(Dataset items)
◇ ◇ ◇

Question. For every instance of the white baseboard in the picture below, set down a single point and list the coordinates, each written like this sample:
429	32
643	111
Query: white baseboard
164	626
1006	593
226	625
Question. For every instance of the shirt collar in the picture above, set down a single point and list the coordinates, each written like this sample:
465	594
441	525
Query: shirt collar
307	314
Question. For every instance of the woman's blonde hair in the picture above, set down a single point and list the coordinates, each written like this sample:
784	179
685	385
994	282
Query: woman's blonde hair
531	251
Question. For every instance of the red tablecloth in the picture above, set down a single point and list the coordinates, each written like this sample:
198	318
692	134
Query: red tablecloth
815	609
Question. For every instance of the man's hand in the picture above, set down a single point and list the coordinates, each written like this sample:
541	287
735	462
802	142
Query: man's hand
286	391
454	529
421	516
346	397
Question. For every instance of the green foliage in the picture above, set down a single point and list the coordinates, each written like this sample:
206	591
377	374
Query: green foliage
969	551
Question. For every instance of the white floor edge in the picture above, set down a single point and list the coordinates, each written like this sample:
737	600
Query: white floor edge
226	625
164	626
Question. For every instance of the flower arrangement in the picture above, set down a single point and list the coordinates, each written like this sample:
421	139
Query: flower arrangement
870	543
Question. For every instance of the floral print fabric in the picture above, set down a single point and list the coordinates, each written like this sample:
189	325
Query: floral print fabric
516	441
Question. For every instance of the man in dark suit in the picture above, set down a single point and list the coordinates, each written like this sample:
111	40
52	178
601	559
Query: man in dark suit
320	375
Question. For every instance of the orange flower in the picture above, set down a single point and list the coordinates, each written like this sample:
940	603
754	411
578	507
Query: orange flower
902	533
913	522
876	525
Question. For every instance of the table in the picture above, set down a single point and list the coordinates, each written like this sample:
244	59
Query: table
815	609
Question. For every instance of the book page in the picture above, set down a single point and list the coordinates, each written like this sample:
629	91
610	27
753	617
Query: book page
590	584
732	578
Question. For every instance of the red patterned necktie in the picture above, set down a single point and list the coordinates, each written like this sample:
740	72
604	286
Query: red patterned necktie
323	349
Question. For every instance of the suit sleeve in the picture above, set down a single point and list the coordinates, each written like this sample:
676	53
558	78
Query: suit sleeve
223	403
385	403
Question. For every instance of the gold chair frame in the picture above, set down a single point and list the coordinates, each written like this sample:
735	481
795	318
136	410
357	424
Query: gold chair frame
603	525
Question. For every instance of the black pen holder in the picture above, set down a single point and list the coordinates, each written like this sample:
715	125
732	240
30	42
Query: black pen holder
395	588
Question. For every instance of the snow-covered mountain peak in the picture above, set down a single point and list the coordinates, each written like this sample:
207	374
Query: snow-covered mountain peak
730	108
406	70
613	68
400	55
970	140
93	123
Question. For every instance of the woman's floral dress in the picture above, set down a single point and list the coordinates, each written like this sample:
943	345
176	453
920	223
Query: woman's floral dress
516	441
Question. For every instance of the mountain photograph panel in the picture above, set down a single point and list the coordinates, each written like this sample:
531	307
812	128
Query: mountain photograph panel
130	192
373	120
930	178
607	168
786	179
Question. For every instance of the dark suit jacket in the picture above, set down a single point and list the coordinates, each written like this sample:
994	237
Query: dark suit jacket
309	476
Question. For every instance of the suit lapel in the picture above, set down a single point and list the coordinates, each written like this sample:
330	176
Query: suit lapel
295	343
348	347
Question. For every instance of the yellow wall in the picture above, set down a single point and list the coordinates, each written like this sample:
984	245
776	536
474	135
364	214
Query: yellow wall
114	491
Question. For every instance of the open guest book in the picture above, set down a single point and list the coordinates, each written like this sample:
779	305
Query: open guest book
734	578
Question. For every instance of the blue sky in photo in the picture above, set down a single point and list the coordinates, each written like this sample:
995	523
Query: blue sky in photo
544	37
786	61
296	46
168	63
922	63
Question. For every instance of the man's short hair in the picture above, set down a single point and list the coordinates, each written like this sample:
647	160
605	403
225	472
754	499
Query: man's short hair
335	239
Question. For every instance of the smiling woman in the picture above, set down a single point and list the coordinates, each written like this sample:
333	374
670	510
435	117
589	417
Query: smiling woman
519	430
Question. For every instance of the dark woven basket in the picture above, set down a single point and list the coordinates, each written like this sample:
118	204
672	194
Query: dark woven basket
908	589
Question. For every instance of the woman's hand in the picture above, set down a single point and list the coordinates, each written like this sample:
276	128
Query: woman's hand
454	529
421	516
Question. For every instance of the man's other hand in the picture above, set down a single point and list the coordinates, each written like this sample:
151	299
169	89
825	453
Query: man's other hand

◇ ◇ ◇

* **What to work on**:
Take every line above that includes "other" and list it.

* **Expected answer**:
Question. For every instance of the man's other hand in the picture above, set down a single point and list the coordinates, each written like this sample:
Query: man's other hand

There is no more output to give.